● What is asked:
Copy the following material word for word.

● Task input:
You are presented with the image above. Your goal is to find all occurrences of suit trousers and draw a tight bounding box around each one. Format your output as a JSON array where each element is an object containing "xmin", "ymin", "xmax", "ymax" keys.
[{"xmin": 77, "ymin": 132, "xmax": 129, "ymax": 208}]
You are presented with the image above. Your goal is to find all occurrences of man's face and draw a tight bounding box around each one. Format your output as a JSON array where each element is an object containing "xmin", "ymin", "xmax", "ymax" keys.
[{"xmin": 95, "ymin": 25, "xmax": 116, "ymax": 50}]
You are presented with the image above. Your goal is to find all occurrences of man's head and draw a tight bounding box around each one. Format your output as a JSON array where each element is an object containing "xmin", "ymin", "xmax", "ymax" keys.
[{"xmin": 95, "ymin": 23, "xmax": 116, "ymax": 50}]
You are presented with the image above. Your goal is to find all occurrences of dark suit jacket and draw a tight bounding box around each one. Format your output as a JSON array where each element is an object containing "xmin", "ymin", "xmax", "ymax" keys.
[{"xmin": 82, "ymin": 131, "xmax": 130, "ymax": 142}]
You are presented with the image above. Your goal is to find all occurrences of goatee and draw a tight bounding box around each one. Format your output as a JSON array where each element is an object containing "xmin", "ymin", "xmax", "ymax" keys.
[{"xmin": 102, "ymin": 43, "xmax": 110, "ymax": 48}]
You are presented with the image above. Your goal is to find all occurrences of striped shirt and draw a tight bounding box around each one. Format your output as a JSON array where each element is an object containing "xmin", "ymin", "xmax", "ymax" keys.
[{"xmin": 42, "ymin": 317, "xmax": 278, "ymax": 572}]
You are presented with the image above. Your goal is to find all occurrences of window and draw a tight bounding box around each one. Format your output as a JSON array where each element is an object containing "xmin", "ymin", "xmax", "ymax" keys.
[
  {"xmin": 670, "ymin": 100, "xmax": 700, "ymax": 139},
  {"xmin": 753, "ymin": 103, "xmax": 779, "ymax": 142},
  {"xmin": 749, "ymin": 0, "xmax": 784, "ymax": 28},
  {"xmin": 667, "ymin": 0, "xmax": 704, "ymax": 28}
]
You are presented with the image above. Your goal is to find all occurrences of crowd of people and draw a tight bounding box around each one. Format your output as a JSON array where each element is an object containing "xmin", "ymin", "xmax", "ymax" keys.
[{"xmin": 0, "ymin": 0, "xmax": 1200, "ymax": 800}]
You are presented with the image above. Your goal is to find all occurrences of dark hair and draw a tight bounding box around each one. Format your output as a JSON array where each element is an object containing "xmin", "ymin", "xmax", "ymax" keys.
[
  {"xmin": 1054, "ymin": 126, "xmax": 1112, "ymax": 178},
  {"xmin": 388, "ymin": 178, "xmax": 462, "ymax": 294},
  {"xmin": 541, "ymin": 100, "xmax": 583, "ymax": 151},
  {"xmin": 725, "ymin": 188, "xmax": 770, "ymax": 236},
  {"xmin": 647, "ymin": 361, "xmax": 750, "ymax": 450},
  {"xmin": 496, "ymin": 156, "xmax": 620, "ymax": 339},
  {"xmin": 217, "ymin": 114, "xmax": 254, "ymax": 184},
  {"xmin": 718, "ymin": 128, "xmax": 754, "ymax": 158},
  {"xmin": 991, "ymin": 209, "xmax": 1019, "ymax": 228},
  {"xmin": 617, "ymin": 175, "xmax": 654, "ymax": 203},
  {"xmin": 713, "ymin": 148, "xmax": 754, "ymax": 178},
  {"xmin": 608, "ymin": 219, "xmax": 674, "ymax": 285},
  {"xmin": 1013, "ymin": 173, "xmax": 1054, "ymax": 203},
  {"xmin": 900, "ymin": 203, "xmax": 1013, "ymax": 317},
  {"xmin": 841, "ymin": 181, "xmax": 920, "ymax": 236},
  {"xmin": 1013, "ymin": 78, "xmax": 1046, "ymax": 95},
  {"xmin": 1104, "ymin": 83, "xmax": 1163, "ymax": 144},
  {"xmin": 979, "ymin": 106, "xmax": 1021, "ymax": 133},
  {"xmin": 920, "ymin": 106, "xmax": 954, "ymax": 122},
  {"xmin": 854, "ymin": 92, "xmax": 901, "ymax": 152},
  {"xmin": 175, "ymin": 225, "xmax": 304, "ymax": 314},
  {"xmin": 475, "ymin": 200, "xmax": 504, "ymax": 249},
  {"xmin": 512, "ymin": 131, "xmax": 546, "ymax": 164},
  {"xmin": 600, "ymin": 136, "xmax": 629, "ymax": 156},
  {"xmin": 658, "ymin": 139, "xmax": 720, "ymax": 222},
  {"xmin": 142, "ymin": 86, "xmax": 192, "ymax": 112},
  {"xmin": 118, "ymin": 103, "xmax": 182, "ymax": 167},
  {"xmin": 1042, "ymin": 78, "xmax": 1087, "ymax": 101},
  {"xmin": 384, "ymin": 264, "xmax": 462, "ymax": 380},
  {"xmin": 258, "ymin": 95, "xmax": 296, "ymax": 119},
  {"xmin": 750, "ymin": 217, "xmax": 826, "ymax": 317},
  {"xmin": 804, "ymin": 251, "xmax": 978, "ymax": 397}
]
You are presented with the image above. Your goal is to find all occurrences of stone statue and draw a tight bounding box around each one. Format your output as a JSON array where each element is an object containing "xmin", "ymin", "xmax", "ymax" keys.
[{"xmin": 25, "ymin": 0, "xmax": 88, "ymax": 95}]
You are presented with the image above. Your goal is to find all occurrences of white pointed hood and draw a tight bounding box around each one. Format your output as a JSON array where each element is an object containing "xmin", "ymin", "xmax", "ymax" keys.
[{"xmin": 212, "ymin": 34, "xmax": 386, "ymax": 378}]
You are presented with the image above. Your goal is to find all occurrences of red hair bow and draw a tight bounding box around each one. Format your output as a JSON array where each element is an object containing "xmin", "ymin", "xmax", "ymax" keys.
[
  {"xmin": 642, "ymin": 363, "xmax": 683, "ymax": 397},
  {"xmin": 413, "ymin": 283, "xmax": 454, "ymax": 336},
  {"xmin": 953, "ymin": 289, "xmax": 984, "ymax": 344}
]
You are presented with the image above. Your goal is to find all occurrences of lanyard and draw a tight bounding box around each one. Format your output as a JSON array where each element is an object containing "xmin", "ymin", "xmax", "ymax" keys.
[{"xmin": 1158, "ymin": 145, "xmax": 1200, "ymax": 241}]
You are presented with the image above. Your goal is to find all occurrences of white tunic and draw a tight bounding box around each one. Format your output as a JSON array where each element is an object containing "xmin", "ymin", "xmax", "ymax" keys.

● Task output:
You are presented with the image above. Your goal is to find all occurrences of suit trousers and draw a tight bounding box around each one. Format your output as a JSON array where each element is an object containing "xmin", "ymin", "xmax", "ymax" keys.
[{"xmin": 77, "ymin": 132, "xmax": 129, "ymax": 208}]
You are presented with the image above. Your goal is to find all occurrences of man's face and draw a tight bounding box around each one. Format your output as a JSON array where each element is an object containing "xmin", "ymin", "xmax", "ymax" keys.
[{"xmin": 95, "ymin": 25, "xmax": 116, "ymax": 50}]
You are presented with the image above. Your goal is to find all occurrences of man's head and draw a tight bounding box around each one. Format your output as a JSON array where each element is an object containing "xmin", "ymin", "xmax", "ymax" keys.
[{"xmin": 95, "ymin": 23, "xmax": 116, "ymax": 50}]
You are presented with the image above. Your goal is to find all occurrences of dark suit jacket and draw a tight bounding box around each one. Format your output as a JSON array where each element is an object containing "xmin", "ymin", "xmax", "ymax" keys.
[{"xmin": 82, "ymin": 131, "xmax": 130, "ymax": 142}]
You are presented with the image above. Your goal is to find all occurrences of goatee and draw a tight bounding box around each one. Format your output as a JSON array where each element is an object containing "xmin", "ymin", "xmax", "ymax" keys.
[{"xmin": 102, "ymin": 43, "xmax": 110, "ymax": 48}]
You are presented with the image above. Your goal is to find all occurrences of striped shirt and draw a tight bounding box around each one. Format your output as a JSON array where each element is an object containing "xmin", "ymin", "xmax", "ymax" keys.
[{"xmin": 42, "ymin": 317, "xmax": 278, "ymax": 572}]
You are presented with the image above. Your goal is to find all occurrences of window and draw a tight bounding box around each one. Format your output as a JSON array where each element is an object containing "xmin", "ymin", "xmax", "ymax" keys.
[
  {"xmin": 670, "ymin": 100, "xmax": 700, "ymax": 139},
  {"xmin": 753, "ymin": 103, "xmax": 779, "ymax": 142},
  {"xmin": 749, "ymin": 0, "xmax": 784, "ymax": 28},
  {"xmin": 667, "ymin": 0, "xmax": 704, "ymax": 28}
]
You are presented with the image above. Your goal is to find all occurrences of crowd of people and draw a tight bounding box around each one. Format your output as a JSON array where each element is an object containing "xmin", "ymin", "xmax", "ymax" keys.
[{"xmin": 0, "ymin": 0, "xmax": 1200, "ymax": 800}]
You are presented with the image above. Your goal is to find all occurrences of dark hair and draw a tight bounding box around each one. Format your output as a JSON array where each element is an object containing "xmin", "ymin", "xmax", "ymax" keys.
[
  {"xmin": 1054, "ymin": 126, "xmax": 1112, "ymax": 178},
  {"xmin": 388, "ymin": 178, "xmax": 462, "ymax": 294},
  {"xmin": 541, "ymin": 100, "xmax": 583, "ymax": 151},
  {"xmin": 725, "ymin": 188, "xmax": 770, "ymax": 236},
  {"xmin": 647, "ymin": 361, "xmax": 750, "ymax": 450},
  {"xmin": 496, "ymin": 156, "xmax": 620, "ymax": 339},
  {"xmin": 217, "ymin": 114, "xmax": 254, "ymax": 184},
  {"xmin": 718, "ymin": 128, "xmax": 754, "ymax": 158},
  {"xmin": 991, "ymin": 209, "xmax": 1019, "ymax": 228},
  {"xmin": 617, "ymin": 175, "xmax": 654, "ymax": 203},
  {"xmin": 713, "ymin": 148, "xmax": 754, "ymax": 178},
  {"xmin": 608, "ymin": 219, "xmax": 674, "ymax": 285},
  {"xmin": 1013, "ymin": 173, "xmax": 1054, "ymax": 203},
  {"xmin": 900, "ymin": 203, "xmax": 1013, "ymax": 317},
  {"xmin": 841, "ymin": 181, "xmax": 920, "ymax": 236},
  {"xmin": 1013, "ymin": 78, "xmax": 1046, "ymax": 95},
  {"xmin": 1104, "ymin": 83, "xmax": 1163, "ymax": 144},
  {"xmin": 979, "ymin": 106, "xmax": 1021, "ymax": 133},
  {"xmin": 920, "ymin": 106, "xmax": 954, "ymax": 122},
  {"xmin": 854, "ymin": 92, "xmax": 901, "ymax": 152},
  {"xmin": 175, "ymin": 225, "xmax": 304, "ymax": 314},
  {"xmin": 475, "ymin": 200, "xmax": 504, "ymax": 249},
  {"xmin": 512, "ymin": 131, "xmax": 546, "ymax": 164},
  {"xmin": 600, "ymin": 136, "xmax": 629, "ymax": 156},
  {"xmin": 658, "ymin": 139, "xmax": 720, "ymax": 222},
  {"xmin": 142, "ymin": 86, "xmax": 192, "ymax": 112},
  {"xmin": 118, "ymin": 103, "xmax": 182, "ymax": 167},
  {"xmin": 1042, "ymin": 78, "xmax": 1087, "ymax": 101},
  {"xmin": 384, "ymin": 264, "xmax": 462, "ymax": 380},
  {"xmin": 258, "ymin": 95, "xmax": 296, "ymax": 119},
  {"xmin": 750, "ymin": 217, "xmax": 826, "ymax": 317},
  {"xmin": 804, "ymin": 251, "xmax": 978, "ymax": 397}
]
You are presented with the image above. Your goal is to find all occurrences of stone statue and draw a tight bounding box around each one. Format your output as a JSON array where each element is an object containing "xmin", "ymin", "xmax", "ymax" keys.
[{"xmin": 25, "ymin": 0, "xmax": 88, "ymax": 95}]
You are presented with the image above. Your goal is to find all occurrences of white pointed hood and draw a tight bounding box around each one. Format your output as a JSON array where each element is an object containing "xmin", "ymin", "xmax", "ymax" keys.
[{"xmin": 212, "ymin": 34, "xmax": 386, "ymax": 378}]
You are presented with the image above. Your goal is to find all occurrences of red hair bow and draw a tight bounding box around each one. Format your output as a JSON array where each element is an object containing "xmin", "ymin", "xmax", "ymax" keys.
[
  {"xmin": 642, "ymin": 363, "xmax": 683, "ymax": 397},
  {"xmin": 413, "ymin": 283, "xmax": 454, "ymax": 336},
  {"xmin": 953, "ymin": 289, "xmax": 984, "ymax": 344}
]
You are presented with the image above. Your goal is to find all occurrences of lanyard and draw a tight bounding box around each one. Format your output as a JSON array where each element is an object containing "xmin", "ymin", "xmax", "ymax" keys.
[{"xmin": 1158, "ymin": 145, "xmax": 1200, "ymax": 241}]
You are presented with the image above. Your goal is to find all occurrences of white tunic and draw a tight bounding box around each one. Format your output as a JSON array where each element is an object containing "xmin", "ymin", "xmax", "ymax" keys.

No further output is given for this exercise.